Which lines in the rows below contain the word "concrete"? List every such line in full, and match case exactly.
* * * * * * *
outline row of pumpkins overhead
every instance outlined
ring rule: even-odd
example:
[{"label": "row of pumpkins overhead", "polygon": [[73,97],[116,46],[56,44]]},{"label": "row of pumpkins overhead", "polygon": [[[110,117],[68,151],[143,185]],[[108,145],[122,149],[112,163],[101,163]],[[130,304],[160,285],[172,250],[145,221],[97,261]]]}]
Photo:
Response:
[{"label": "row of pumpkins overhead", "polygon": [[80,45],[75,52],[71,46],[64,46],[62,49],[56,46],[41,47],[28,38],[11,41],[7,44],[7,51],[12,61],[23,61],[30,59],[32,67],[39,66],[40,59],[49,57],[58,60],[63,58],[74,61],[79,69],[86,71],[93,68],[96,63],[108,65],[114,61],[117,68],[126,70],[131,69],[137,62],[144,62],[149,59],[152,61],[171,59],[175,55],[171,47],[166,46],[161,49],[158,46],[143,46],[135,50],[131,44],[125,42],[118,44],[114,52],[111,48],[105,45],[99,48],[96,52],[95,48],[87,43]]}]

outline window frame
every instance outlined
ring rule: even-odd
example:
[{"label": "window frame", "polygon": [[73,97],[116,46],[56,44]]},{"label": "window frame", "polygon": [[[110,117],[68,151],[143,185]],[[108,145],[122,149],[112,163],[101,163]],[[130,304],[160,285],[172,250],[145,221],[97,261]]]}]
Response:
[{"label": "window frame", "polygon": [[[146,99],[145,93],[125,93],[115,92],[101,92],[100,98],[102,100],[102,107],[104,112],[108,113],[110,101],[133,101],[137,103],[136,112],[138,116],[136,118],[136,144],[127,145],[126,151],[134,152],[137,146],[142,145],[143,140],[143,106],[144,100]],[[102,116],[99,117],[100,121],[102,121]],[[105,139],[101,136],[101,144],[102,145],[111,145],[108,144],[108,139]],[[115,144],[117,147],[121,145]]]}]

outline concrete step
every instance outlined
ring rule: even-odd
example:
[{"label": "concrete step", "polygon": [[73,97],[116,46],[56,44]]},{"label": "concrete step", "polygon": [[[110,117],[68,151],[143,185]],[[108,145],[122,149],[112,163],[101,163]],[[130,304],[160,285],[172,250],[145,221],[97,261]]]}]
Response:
* * * * * * *
▶ The completed task
outline concrete step
[{"label": "concrete step", "polygon": [[73,97],[116,46],[56,44]]},{"label": "concrete step", "polygon": [[[110,117],[68,151],[143,185]],[[108,145],[122,149],[112,163],[101,163]],[[130,304],[160,285],[172,250],[145,221],[97,261]]]}]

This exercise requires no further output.